One idea I've talked to someone about is separating omindex into
something that drives scriptindex, which in theory would allow you to
use the file spider in omindex with whatever indexing strategy you
wanted.

Speaking of metadata, what I'd really like is a Xapian-indexable RDF
store. I doubt anyone else wants one of those though :-)
> 8) Change the way stemmed terms are added to the database.  Remove
> the R prefix from raw terms and only write stemmed terms to the DB
> if they differ from the original term, prefixing them with Z?. If
> stemming was set to none this would reduce the current term tables
> (termlist, postlist, and position) by about 50%. The query parser
> would have to be modified to use the same rules.
Currently, you only get dual terms if the initial letter is a
capital. On a sample database I have here of an old blog, I have:

24535 terms in total
8157 R-terms
1718 other prefixed terms

So we'd get a saving of 33% by dropping R-terms when stemming; however
we'd then lose much if not all of that saving (which I can't calculate
without passing over the original data again) by having to put stemmed
versions back in again, whether an R-term would have been generated or
not. Mind you, a *very* quick test suggests that on some of my data,
no more than 25% of words actually stem to something different. I
suspect this is because there are lots of short words in everyday
English. So there could be some saving here.

If you're not using stemming, and are content to force everything into
lowercase (modulo the excitement that causes with Unicode), dropping
R-terms seems a good strategy. I'd certainly favour having a way of
running the query parser that didn't need R-terms, and then perhaps a
way of driving omindex/scriptindex to not generate them in the first
place. It's a pretty easy change, in index_text.cc:index_text().

I think this all comes down to whether you think stemming is a good
default or not. If you're more concerned about stemmed forms, you want
them to be obvious and probably unprefixed. (It's certainly easier to
debug this way.)
> Let me know if you are interested in including any of these changes
> in Xapian.
I think the best thing is to wait until Olly's back and has a chance
to digest all these and comment on them himself. It's really up to him
what goes in anyway :-)

James

-- 
/--------------------------------------------------------------------------\
  James Aylett                                                  xapian.org
  james at tartarus.org                               uncertaintydivision.org

Olly Betts

2006-Aug-26 21:56 UTC

head link

[Xapian-devel] Proposed changes to omindex

On Thu, Aug 10, 2006 at 10:52:59PM -0700, Michael Trinkala
wrote:> Proposed changes to omindex
One suggestion before I go into details - even if some of these patches
may not be things we'd want to include in the mainstream releases right
now, they may still be of interest to some other users.  So I'd
encourage you to offer them for download, or just post them here if they
aren't too big.  The same goes for other people with patches they're
happy to share.
> Currently Available Items
> ========================>
> 1) Have the Q prefix contain the 16 byte MD5 of the full file name
> used for document lookup during indexing.
There are two issues here really.

The first is if the unique id should be based on the file path or the
URL.  Currently omindex uses the URL, but the file path could be used
instead.  The main difference I can see is that it would allow the URL
mappings to be changed without a reindex (providing the omega CGI
applied the mappings at search time) but I'm not sure how useful that
really is - I can't remember the last time I reconfigured the url to
file mappings on any webserver I maintain.

# SUPPLIED DATA
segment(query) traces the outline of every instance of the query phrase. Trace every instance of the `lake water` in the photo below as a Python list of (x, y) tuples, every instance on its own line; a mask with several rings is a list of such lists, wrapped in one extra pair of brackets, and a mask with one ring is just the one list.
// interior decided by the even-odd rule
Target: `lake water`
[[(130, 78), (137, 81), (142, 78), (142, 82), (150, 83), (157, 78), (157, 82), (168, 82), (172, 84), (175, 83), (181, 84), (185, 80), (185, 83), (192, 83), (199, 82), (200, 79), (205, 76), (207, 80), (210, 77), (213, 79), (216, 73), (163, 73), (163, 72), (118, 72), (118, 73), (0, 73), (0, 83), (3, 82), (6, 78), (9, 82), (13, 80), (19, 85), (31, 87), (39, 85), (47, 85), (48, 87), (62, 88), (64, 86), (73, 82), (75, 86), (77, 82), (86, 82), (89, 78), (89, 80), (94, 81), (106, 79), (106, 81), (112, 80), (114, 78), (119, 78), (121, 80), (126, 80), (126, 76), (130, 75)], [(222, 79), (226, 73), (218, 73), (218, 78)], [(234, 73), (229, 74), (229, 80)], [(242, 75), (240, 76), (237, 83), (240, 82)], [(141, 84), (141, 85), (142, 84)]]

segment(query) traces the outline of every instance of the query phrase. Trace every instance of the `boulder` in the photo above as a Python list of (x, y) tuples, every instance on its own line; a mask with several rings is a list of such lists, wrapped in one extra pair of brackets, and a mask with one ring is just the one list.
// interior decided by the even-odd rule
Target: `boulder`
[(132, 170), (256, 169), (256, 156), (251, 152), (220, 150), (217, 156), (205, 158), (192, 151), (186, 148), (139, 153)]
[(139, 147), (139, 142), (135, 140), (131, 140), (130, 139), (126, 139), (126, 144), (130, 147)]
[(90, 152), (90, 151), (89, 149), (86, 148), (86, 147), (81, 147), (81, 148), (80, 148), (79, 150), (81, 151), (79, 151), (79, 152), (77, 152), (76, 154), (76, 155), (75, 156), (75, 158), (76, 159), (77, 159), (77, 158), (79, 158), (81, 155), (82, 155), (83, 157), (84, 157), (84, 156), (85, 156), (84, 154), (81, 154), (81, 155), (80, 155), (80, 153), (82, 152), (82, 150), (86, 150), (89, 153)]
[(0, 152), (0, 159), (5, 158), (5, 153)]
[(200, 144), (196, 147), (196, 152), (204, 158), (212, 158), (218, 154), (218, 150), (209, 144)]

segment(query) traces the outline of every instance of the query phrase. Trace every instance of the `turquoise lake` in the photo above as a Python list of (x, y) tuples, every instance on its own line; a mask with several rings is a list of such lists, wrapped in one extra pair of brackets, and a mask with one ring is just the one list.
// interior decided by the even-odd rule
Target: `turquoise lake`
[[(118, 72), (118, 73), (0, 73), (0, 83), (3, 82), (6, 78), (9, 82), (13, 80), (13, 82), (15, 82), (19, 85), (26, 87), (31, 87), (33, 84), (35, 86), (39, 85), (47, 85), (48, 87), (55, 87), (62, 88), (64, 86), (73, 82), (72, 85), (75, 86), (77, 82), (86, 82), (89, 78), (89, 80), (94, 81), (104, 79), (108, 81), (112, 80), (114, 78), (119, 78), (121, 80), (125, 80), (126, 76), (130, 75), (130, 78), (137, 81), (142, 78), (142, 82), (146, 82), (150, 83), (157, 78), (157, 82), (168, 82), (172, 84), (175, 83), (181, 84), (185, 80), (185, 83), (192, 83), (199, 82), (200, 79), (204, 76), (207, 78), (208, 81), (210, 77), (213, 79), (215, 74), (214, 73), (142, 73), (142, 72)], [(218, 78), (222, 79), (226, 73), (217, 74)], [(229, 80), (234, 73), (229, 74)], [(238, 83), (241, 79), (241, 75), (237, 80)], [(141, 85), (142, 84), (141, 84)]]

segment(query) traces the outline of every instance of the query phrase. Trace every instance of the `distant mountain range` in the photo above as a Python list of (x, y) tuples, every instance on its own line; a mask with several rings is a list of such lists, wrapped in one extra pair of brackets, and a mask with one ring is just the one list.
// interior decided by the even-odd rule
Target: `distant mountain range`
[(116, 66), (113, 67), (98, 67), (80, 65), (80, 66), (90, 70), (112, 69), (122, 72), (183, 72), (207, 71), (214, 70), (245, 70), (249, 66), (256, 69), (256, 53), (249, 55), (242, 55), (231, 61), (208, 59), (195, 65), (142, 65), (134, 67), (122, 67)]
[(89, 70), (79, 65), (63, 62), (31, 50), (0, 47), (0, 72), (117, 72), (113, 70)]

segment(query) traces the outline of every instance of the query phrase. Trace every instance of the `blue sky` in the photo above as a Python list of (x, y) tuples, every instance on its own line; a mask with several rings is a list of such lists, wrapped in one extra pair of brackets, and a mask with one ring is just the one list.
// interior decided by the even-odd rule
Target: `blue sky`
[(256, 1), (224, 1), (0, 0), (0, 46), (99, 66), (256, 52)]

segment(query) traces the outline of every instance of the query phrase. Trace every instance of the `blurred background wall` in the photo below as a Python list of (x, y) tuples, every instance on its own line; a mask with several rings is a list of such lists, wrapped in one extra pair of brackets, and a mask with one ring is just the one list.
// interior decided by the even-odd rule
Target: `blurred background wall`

# EXERCISE REQUIREMENTS
[1] In the omindex thread, replace "patches" with "fixes", then write out the part that begins at the words "On Thu, Aug" and stops after "issues here really.".
[2] Copy the rows word for word, starting at their very first line and stopping after the line that has "85), (142, 84)]]".

# ANSWERS TO EACH TASK
[1]
On Thu, Aug 10, 2006 at 10:52:59PM -0700, Michael Trinkala
wrote:> Proposed changes to omindex
One suggestion before I go into details - even if some of these fixes
may not be things we'd want to include in the mainstream releases right
now, they may still be of interest to some other users.  So I'd
encourage you to offer them for download, or just post them here if they
aren't too big.  The same goes for other people with fixes they're
happy to share.
> Currently Available Items
> ========================>
> 1) Have the Q prefix contain the 16 byte MD5 of the full file name
> used for document lookup during indexing.
There are two issues here really.

[2]
segment(query) traces the outline of every instance of the query phrase. Trace every instance of the `lake water` in the photo below as a Python list of (x, y) tuples, every instance on its own line; a mask with several rings is a list of such lists, wrapped in one extra pair of brackets, and a mask with one ring is just the one list.
// interior decided by the even-odd rule
Target: `lake water`
[[(130, 78), (137, 81), (142, 78), (142, 82), (150, 83), (157, 78), (157, 82), (168, 82), (172, 84), (175, 83), (181, 84), (185, 80), (185, 83), (192, 83), (199, 82), (200, 79), (205, 76), (207, 80), (210, 77), (213, 79), (216, 73), (163, 73), (163, 72), (118, 72), (118, 73), (0, 73), (0, 83), (3, 82), (6, 78), (9, 82), (13, 80), (19, 85), (31, 87), (39, 85), (47, 85), (48, 87), (62, 88), (64, 86), (73, 82), (75, 86), (77, 82), (86, 82), (89, 78), (89, 80), (94, 81), (106, 79), (106, 81), (112, 80), (114, 78), (119, 78), (121, 80), (126, 80), (126, 76), (130, 75)], [(222, 79), (226, 73), (218, 73), (218, 78)], [(234, 73), (229, 74), (229, 80)], [(242, 75), (240, 76), (237, 83), (240, 82)], [(141, 84), (141, 85), (142, 84)]]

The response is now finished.